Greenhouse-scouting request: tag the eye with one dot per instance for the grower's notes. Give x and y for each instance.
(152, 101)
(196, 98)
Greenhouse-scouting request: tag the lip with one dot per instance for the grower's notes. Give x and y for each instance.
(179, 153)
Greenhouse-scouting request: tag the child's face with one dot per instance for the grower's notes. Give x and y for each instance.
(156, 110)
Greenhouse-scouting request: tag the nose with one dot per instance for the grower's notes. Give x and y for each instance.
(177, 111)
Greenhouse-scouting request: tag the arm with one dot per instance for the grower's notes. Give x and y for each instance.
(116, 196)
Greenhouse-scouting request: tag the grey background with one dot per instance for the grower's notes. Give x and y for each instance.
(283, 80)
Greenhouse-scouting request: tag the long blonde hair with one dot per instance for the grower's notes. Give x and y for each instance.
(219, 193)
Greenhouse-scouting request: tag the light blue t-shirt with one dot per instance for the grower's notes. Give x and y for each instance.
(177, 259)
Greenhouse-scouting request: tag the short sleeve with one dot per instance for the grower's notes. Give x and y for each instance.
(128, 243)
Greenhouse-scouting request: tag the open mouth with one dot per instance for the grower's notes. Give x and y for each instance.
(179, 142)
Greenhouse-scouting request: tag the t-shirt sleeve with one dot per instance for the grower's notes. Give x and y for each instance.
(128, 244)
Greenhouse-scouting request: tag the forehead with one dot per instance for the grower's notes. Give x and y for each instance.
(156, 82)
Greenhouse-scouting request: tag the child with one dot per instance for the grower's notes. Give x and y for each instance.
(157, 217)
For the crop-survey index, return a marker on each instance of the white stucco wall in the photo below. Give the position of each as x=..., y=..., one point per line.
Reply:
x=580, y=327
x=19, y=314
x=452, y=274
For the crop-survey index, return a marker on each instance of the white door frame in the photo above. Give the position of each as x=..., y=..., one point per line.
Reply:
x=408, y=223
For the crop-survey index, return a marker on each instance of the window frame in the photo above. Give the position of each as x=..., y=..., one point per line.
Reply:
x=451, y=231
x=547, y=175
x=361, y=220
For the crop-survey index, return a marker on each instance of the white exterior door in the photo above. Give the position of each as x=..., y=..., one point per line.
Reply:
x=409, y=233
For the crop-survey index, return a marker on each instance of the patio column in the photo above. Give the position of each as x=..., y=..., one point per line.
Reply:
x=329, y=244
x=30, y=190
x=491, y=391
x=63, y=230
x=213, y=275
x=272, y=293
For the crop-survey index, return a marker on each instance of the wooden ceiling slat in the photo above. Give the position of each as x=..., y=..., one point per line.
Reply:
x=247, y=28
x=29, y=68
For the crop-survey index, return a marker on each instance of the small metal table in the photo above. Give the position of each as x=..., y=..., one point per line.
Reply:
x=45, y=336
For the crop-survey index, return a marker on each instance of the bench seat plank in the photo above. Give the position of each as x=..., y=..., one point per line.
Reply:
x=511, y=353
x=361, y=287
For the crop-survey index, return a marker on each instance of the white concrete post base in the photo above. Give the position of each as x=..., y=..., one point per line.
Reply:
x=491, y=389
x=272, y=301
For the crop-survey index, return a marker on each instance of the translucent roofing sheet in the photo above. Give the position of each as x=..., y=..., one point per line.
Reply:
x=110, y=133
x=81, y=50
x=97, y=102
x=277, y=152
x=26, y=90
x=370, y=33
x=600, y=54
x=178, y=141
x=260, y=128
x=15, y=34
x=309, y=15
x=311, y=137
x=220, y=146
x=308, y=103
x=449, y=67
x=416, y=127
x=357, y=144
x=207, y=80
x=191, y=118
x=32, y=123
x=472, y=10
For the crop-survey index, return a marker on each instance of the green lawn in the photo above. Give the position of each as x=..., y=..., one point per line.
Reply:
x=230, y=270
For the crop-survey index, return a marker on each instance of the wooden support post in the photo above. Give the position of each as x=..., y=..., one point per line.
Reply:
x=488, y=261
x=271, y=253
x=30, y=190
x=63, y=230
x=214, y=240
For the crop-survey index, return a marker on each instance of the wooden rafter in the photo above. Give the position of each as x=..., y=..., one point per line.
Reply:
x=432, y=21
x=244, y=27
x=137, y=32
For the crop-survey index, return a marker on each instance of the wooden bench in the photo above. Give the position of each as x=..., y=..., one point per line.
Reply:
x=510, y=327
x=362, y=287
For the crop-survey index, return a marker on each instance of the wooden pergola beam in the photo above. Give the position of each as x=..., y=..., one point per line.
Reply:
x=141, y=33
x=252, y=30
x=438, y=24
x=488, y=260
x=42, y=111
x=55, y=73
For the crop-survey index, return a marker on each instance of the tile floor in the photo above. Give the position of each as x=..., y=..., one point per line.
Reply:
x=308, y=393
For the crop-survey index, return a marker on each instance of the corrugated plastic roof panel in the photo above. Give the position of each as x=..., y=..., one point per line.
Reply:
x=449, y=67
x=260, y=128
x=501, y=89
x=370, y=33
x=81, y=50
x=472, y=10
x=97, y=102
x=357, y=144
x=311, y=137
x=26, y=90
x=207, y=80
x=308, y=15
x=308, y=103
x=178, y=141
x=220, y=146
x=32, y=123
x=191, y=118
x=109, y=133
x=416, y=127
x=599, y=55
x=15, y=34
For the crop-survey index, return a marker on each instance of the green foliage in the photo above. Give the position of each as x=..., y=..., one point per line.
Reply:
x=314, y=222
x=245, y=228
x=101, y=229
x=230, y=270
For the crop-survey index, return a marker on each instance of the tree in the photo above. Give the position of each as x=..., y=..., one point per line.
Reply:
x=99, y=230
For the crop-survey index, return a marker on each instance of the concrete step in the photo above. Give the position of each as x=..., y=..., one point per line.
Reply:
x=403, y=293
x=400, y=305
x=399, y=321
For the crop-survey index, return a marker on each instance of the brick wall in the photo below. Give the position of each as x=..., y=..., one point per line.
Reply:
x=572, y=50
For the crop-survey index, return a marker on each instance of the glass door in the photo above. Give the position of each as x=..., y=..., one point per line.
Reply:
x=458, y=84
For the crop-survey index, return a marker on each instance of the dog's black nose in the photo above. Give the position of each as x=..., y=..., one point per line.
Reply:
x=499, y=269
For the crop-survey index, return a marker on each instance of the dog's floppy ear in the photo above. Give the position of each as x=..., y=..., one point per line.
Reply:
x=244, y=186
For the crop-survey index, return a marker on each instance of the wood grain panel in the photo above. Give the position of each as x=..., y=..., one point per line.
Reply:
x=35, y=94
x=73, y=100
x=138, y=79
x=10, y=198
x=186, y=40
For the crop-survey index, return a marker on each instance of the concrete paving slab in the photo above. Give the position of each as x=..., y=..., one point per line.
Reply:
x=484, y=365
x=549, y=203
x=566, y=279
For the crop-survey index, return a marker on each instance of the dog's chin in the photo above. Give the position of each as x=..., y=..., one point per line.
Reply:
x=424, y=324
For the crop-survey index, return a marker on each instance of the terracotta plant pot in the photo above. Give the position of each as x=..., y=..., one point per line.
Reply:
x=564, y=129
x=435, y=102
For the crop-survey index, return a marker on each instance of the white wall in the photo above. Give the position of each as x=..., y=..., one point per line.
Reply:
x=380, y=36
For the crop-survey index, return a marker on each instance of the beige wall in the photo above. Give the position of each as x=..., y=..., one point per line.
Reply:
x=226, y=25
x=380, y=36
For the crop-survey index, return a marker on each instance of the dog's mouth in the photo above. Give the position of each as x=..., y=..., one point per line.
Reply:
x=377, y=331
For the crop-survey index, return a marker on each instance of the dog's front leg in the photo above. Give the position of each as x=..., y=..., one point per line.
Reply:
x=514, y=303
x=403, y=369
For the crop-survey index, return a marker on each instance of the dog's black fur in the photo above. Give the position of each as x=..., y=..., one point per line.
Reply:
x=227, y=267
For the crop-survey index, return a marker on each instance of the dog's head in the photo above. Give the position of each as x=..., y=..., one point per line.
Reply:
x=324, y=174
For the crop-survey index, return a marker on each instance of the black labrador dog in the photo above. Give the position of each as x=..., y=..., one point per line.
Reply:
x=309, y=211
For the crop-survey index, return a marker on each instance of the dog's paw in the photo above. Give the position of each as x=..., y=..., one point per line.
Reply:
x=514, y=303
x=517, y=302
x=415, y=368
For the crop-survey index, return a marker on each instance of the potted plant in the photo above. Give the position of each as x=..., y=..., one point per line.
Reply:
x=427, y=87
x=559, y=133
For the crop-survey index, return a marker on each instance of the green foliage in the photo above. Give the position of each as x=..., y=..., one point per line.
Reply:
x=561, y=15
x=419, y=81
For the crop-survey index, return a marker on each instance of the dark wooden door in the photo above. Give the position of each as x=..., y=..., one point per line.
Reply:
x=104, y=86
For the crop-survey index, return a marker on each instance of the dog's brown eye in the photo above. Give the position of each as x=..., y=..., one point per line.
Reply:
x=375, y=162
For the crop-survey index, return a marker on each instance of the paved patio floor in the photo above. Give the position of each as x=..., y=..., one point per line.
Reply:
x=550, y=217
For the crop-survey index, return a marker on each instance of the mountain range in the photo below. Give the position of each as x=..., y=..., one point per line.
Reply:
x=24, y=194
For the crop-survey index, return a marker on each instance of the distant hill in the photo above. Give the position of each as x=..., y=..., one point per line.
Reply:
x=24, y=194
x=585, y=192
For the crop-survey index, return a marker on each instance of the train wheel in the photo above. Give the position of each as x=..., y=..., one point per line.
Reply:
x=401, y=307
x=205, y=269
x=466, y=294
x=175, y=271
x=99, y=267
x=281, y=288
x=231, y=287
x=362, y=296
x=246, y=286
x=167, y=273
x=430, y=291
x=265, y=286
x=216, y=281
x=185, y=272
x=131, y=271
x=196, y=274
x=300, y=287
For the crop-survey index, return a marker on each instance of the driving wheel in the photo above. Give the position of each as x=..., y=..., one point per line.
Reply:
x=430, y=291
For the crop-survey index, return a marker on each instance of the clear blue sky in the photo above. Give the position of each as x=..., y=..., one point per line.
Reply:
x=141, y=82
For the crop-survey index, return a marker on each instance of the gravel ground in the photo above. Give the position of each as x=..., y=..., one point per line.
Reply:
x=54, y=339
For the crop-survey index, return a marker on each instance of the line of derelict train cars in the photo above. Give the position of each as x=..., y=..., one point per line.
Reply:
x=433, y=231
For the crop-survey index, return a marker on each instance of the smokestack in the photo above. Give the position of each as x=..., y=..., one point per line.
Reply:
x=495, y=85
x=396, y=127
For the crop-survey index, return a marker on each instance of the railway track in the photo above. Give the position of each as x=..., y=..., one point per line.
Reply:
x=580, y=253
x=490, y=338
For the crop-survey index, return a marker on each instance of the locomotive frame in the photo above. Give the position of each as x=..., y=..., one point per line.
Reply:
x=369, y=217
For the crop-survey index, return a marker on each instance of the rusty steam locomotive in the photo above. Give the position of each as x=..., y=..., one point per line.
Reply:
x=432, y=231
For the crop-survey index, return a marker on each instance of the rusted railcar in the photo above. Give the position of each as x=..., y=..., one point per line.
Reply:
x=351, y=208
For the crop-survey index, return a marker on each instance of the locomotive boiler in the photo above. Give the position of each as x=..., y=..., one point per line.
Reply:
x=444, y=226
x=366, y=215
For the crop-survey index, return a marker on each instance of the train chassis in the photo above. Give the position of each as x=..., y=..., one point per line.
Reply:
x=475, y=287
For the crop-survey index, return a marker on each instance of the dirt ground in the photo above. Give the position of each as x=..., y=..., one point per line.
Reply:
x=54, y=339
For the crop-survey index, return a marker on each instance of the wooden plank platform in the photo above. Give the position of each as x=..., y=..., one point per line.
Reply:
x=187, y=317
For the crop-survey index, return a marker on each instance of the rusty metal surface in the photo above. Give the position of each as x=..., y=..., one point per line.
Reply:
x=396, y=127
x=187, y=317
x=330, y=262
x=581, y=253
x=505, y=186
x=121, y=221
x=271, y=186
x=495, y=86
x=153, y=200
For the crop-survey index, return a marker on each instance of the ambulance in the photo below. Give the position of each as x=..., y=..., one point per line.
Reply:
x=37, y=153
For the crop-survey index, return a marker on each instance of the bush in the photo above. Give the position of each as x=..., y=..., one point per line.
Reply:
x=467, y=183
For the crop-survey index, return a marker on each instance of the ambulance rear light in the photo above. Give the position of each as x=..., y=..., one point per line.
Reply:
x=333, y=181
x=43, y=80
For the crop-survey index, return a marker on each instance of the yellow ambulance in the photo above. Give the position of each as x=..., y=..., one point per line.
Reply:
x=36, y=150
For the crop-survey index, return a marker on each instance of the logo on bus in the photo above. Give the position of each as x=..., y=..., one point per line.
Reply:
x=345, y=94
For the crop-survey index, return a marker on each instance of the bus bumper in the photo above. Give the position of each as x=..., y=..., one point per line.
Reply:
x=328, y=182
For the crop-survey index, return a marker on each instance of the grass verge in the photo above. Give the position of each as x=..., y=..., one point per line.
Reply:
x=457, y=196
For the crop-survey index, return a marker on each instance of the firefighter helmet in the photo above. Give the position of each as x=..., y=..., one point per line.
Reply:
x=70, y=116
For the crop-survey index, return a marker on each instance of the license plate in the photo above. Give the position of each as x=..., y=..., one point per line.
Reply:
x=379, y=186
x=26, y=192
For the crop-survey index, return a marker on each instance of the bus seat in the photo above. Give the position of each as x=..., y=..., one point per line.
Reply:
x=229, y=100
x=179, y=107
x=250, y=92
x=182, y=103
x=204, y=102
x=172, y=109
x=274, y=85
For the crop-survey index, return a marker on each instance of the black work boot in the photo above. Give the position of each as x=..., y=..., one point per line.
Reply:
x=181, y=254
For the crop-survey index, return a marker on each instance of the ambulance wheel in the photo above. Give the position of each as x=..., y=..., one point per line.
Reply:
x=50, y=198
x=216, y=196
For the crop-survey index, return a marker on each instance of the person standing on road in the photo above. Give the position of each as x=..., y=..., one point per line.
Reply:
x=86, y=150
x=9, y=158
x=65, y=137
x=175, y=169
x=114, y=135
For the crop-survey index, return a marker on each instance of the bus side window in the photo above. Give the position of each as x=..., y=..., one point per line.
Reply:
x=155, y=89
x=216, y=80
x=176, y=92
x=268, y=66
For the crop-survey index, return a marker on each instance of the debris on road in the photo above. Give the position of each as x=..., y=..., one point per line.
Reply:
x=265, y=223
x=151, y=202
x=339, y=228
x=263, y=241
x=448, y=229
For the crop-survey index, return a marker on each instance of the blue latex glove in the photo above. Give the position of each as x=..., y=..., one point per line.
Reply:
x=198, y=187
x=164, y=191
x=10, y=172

·····

What you are asked to do = Check each line of the data above, and please copy the ones in which the string "patio" occurs.

Output for this task =
For the crop-survey index, return a marker on each instance of the patio column in the photo above. Give the position of each as x=..., y=..., one point per line.
For the crop-survey index, return a marker on each instance of the paved patio floor in the photo above. Give the position of each as x=..., y=..., one point per line.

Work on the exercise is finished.